Report every line of the data that contains the word "instance". Matching is case-sensitive.

· · ·

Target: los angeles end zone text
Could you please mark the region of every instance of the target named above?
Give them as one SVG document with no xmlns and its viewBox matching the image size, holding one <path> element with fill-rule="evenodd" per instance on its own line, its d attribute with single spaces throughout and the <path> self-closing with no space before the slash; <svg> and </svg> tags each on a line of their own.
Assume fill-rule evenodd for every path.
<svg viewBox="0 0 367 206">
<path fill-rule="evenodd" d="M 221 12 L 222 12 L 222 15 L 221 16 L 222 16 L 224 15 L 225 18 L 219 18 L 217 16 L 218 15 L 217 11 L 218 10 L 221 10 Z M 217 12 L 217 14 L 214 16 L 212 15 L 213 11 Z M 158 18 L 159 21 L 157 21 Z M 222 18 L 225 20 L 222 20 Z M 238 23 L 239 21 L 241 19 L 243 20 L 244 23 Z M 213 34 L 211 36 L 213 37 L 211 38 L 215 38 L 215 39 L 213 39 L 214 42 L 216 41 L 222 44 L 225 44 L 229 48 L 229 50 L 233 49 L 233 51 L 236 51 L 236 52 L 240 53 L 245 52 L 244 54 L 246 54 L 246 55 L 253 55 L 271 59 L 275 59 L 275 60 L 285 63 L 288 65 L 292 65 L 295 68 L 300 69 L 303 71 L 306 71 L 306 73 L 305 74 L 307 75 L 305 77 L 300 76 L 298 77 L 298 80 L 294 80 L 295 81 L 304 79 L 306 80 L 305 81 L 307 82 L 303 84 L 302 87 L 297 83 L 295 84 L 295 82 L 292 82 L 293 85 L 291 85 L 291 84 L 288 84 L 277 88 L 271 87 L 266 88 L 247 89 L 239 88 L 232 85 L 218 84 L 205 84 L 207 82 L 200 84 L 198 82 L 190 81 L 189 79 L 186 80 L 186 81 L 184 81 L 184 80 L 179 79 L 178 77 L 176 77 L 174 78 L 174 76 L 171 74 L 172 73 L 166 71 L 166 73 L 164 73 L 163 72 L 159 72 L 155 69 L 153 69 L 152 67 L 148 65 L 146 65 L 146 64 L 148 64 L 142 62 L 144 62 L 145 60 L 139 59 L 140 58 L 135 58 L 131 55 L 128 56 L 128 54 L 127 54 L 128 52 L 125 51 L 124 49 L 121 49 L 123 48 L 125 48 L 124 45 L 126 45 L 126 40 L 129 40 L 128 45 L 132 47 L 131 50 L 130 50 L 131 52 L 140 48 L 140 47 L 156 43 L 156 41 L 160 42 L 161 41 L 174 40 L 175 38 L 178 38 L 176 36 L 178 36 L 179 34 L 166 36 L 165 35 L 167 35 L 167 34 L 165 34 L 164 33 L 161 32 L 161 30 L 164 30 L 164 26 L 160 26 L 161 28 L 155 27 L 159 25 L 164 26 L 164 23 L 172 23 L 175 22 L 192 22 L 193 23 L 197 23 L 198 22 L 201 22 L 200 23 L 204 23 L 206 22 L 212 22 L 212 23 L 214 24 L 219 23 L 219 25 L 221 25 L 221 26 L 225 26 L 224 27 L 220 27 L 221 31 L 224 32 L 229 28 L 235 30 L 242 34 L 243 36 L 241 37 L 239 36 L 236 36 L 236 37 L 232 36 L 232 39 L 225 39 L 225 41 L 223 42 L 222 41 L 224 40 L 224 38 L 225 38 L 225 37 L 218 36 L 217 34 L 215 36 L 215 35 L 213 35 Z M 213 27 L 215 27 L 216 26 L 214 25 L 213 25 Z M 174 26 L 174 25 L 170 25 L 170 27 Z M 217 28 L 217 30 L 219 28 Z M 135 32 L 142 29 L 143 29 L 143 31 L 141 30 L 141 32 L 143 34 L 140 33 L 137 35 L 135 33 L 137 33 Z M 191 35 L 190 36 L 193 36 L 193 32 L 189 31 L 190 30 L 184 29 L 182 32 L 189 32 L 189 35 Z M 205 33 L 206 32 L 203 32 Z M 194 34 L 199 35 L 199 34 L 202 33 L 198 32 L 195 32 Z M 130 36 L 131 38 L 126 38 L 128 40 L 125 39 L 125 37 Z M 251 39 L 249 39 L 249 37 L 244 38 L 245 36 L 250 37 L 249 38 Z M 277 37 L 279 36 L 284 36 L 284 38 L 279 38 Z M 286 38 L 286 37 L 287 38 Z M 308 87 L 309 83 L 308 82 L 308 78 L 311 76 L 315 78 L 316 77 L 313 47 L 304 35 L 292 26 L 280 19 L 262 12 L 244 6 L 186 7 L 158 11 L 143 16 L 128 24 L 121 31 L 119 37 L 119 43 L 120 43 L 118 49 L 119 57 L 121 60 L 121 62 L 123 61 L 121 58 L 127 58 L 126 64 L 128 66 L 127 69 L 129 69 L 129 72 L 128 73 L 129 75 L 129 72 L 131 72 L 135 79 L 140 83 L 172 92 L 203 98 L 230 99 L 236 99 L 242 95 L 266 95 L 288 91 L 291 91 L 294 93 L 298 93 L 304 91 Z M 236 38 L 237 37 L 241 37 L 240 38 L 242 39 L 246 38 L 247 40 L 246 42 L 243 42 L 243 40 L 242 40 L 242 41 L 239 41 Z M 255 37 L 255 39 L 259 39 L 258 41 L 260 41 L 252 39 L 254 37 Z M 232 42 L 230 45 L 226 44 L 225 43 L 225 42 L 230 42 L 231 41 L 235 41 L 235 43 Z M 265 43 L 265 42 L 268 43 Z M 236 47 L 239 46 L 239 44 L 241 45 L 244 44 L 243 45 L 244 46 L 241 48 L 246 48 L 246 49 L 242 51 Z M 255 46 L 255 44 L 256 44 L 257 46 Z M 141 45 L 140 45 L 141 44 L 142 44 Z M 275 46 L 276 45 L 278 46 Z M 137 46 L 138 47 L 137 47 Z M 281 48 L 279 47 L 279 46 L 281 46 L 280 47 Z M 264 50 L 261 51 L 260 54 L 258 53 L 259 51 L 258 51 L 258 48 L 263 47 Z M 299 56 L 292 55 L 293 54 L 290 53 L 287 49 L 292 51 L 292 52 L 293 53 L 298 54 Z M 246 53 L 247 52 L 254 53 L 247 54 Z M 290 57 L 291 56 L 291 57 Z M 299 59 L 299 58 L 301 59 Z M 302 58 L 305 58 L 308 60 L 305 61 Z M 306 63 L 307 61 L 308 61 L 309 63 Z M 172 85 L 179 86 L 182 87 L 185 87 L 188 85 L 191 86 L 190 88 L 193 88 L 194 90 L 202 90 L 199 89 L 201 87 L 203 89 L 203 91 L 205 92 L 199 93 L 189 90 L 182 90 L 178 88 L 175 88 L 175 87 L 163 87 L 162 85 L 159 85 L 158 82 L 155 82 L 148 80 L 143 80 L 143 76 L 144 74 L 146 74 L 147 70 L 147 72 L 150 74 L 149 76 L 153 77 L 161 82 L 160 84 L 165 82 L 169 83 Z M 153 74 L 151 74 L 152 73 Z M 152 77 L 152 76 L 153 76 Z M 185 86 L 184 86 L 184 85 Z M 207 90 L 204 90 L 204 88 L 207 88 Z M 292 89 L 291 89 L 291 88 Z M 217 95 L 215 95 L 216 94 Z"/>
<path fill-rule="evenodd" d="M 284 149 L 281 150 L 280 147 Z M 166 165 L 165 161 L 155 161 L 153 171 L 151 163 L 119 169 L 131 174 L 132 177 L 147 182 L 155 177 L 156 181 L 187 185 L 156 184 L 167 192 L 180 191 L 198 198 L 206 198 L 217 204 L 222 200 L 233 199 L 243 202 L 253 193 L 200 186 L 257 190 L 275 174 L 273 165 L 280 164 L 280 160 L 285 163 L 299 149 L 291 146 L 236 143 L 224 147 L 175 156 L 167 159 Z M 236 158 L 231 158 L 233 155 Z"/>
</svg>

· · ·

Response -
Could you please mark the region of every instance of the target named above?
Give them as one SVG document with no xmlns and its viewBox matching the image size, holding one <path> element with fill-rule="evenodd" per instance on its own line, its d attribute with single spaces throughout and the <path> self-closing with no space before the slash; <svg> and </svg> tags each on a line of their own.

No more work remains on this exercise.